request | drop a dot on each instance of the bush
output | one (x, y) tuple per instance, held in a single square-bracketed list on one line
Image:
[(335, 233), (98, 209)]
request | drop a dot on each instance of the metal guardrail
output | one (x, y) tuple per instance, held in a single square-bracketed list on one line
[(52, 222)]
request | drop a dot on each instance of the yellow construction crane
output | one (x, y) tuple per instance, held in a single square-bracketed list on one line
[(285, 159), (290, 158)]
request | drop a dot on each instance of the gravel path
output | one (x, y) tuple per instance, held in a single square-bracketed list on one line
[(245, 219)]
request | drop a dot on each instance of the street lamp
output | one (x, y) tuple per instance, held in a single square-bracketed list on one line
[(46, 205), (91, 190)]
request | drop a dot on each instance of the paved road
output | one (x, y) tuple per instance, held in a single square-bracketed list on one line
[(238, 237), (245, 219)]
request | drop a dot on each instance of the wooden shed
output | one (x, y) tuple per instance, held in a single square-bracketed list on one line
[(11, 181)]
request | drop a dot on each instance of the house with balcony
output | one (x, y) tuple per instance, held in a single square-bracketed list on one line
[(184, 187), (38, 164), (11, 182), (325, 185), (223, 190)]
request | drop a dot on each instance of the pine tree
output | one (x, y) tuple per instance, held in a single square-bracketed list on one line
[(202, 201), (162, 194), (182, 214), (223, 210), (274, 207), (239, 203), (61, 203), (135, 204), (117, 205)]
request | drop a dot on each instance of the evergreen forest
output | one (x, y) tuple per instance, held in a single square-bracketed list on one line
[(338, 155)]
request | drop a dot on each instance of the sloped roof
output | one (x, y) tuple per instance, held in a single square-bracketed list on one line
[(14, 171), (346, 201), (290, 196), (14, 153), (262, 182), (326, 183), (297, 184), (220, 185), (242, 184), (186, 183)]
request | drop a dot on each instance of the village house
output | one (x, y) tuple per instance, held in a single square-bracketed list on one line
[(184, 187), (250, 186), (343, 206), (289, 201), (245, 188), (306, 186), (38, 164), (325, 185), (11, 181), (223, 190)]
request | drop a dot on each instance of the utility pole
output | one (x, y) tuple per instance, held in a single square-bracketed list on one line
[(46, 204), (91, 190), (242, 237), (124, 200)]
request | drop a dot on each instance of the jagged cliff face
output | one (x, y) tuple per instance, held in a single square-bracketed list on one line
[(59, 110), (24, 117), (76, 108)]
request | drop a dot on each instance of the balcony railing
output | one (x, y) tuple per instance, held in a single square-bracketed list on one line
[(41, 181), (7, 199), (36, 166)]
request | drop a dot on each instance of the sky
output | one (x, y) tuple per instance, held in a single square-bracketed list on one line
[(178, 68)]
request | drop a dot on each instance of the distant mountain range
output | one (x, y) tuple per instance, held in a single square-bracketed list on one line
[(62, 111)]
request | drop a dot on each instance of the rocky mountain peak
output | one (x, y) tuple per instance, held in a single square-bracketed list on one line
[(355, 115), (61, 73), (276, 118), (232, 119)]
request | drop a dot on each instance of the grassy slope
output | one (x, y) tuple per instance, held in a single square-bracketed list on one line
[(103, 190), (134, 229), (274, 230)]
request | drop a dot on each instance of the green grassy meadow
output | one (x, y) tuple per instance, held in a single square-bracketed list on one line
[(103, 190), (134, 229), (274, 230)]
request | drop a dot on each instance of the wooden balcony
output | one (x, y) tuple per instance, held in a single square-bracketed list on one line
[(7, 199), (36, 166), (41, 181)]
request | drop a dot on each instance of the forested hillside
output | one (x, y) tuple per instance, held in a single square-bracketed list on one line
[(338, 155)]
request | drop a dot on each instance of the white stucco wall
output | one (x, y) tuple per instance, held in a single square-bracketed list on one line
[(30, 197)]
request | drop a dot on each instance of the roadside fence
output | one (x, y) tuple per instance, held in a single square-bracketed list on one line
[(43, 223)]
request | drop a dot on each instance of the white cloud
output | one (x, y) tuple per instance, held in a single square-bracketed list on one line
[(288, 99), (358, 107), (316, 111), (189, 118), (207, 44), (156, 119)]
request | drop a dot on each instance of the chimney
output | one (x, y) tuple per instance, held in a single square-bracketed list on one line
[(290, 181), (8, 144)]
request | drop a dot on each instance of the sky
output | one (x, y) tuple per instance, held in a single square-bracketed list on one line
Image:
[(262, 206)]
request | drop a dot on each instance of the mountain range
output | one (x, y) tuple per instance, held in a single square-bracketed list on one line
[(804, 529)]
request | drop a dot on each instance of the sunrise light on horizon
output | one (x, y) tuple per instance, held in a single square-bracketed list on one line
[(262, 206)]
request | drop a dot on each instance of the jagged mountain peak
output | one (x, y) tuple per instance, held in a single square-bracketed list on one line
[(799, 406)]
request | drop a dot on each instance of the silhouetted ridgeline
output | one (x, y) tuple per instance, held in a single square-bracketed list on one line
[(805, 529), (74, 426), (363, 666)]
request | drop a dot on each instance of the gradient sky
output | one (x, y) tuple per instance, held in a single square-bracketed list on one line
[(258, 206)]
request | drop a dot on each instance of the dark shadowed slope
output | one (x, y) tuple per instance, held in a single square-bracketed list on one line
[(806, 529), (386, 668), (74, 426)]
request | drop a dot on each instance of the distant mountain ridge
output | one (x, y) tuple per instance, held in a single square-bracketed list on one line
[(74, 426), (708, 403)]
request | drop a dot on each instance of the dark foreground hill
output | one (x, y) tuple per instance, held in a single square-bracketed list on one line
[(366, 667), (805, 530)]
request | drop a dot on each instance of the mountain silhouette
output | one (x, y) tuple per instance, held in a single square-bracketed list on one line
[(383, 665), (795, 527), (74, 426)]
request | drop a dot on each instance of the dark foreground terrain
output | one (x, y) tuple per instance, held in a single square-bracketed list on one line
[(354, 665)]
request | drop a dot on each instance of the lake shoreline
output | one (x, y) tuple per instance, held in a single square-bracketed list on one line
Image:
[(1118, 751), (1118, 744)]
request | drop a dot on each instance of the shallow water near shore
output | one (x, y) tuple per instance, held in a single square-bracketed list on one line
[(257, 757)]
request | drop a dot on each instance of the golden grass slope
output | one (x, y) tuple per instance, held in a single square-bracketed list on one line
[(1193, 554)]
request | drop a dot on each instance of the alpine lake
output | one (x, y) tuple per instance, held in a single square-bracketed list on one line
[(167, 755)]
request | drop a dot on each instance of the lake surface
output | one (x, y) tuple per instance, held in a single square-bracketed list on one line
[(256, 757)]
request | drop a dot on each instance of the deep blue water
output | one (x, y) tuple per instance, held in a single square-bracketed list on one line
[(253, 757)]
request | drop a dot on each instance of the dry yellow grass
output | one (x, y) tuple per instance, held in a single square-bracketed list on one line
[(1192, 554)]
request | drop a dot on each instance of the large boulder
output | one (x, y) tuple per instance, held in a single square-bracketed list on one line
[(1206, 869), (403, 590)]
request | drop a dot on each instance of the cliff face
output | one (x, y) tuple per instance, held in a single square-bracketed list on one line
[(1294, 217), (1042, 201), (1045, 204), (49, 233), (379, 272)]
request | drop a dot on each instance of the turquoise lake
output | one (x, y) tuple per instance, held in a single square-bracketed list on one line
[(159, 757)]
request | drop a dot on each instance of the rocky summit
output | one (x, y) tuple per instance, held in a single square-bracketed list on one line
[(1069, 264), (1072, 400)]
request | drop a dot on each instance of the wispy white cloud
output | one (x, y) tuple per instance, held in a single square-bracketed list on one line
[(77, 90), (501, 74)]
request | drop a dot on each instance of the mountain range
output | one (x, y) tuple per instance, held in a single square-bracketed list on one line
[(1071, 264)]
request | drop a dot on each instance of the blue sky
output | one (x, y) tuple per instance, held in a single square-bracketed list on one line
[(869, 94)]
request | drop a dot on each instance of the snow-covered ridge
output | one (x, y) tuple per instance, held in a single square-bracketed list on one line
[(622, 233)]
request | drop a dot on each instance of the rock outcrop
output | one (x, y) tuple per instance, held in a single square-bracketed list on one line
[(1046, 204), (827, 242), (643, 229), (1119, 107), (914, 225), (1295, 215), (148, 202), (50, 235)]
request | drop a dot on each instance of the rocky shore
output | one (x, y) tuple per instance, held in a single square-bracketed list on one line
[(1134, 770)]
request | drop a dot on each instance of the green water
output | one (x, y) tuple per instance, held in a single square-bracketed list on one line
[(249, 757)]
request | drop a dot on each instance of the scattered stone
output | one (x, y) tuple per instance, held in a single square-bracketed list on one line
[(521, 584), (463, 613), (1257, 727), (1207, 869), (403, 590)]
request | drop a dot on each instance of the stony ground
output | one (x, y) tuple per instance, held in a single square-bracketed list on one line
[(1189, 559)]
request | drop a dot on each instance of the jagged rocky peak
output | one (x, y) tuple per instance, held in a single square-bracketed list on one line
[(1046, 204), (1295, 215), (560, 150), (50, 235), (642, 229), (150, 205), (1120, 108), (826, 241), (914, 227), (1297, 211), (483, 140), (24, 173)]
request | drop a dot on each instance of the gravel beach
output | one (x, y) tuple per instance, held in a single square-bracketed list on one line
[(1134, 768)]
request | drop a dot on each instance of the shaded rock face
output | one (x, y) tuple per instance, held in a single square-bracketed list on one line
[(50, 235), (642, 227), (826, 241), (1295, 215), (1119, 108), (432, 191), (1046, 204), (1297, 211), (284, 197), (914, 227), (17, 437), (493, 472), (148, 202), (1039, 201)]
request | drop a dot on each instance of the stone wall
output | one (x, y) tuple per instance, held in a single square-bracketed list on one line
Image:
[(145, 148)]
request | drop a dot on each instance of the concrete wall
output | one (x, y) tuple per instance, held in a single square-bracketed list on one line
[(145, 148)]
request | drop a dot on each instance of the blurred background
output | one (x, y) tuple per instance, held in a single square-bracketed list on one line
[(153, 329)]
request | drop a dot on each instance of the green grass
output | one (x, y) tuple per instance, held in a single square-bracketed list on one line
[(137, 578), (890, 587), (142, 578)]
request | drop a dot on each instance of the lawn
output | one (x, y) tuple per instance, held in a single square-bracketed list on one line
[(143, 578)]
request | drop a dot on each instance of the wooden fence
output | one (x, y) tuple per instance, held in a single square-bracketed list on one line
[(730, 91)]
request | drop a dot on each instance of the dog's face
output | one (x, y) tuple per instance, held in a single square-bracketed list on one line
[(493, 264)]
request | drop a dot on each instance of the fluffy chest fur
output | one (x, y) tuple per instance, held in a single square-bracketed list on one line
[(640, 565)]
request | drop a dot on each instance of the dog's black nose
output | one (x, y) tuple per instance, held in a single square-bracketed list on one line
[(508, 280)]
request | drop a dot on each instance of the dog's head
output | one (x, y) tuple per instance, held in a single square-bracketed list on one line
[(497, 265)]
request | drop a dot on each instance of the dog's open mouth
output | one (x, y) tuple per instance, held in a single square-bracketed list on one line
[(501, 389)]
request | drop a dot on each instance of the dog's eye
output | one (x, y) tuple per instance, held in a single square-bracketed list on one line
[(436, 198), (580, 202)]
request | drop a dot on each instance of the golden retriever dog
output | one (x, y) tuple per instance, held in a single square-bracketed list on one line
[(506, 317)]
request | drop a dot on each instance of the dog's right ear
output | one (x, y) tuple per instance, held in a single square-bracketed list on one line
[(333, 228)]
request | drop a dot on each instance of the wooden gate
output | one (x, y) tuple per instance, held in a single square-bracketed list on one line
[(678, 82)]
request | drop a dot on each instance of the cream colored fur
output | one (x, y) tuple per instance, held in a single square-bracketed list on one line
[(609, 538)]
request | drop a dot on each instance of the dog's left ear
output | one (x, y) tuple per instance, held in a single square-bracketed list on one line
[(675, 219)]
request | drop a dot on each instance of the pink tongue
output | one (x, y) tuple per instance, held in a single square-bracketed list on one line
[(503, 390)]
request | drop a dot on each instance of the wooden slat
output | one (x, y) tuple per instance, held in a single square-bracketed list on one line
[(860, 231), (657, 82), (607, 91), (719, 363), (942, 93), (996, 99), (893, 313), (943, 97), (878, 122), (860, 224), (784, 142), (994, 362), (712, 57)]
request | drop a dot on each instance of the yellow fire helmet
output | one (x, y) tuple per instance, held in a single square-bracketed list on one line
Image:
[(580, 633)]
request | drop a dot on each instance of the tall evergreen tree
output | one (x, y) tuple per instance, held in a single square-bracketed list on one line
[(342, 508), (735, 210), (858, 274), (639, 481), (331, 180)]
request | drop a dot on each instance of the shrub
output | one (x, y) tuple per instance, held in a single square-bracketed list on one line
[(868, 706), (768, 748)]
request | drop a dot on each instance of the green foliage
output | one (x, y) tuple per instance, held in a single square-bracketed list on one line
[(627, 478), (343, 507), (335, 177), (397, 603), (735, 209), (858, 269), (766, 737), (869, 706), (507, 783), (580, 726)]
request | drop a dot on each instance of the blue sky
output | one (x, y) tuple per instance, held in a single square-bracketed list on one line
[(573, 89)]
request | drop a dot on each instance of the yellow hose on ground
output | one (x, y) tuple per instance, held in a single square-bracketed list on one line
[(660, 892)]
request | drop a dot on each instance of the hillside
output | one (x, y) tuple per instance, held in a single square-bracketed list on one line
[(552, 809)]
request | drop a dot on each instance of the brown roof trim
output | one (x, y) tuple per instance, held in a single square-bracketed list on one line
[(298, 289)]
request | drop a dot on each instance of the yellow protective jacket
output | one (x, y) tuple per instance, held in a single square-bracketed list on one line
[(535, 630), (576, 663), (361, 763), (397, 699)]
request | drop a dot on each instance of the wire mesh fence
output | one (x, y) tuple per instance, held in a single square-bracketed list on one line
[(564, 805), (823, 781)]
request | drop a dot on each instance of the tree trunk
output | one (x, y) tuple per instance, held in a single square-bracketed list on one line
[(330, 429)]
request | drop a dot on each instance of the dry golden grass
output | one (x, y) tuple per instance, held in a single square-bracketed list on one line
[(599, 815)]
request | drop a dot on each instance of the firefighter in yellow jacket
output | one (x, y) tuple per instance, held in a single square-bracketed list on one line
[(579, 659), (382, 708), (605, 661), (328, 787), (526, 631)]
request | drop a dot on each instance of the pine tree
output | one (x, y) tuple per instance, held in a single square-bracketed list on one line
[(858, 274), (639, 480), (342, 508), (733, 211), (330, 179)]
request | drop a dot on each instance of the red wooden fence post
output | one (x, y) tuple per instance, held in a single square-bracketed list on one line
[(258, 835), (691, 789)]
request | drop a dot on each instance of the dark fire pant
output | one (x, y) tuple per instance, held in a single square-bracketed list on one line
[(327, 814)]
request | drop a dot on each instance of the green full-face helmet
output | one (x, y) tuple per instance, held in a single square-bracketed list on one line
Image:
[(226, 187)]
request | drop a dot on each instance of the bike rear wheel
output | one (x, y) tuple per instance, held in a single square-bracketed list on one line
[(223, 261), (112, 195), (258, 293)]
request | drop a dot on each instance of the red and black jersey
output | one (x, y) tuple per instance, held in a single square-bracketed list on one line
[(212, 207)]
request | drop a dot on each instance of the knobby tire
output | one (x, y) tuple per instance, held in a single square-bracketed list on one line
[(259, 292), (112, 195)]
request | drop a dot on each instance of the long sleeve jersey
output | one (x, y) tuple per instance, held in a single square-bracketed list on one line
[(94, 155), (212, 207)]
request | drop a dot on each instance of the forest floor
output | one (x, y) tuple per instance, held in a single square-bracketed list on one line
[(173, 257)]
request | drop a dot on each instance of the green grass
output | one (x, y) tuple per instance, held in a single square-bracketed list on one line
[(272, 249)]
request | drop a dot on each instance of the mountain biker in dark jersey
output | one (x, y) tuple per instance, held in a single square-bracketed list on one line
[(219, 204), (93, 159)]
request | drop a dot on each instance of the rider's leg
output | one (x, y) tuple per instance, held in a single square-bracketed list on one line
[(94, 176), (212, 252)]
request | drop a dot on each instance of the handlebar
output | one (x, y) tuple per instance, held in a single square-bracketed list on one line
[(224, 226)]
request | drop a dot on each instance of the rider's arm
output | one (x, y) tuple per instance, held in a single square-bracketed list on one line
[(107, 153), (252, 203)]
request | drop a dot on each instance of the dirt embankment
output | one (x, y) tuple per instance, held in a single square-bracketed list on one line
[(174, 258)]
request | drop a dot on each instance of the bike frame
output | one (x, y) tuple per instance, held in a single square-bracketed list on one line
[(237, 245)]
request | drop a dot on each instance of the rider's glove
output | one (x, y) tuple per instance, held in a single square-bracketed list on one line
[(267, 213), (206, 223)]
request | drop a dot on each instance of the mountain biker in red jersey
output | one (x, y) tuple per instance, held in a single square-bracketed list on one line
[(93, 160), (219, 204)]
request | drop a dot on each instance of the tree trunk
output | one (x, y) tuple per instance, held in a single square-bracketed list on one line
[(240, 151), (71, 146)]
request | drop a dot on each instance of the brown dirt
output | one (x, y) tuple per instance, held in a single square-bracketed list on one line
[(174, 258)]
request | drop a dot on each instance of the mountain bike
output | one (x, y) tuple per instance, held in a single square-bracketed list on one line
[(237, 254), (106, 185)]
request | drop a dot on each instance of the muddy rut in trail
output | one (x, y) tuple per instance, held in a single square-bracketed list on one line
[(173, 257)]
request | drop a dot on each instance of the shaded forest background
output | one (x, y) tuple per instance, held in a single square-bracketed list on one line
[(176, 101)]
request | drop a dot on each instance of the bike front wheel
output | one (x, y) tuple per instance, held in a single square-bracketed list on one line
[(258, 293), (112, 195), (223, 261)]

--- EXERCISE GOAL ---
Among the records, how many lines include the string "background"? State the number and add nothing.

--- WRITTEN SOLUTION ---
2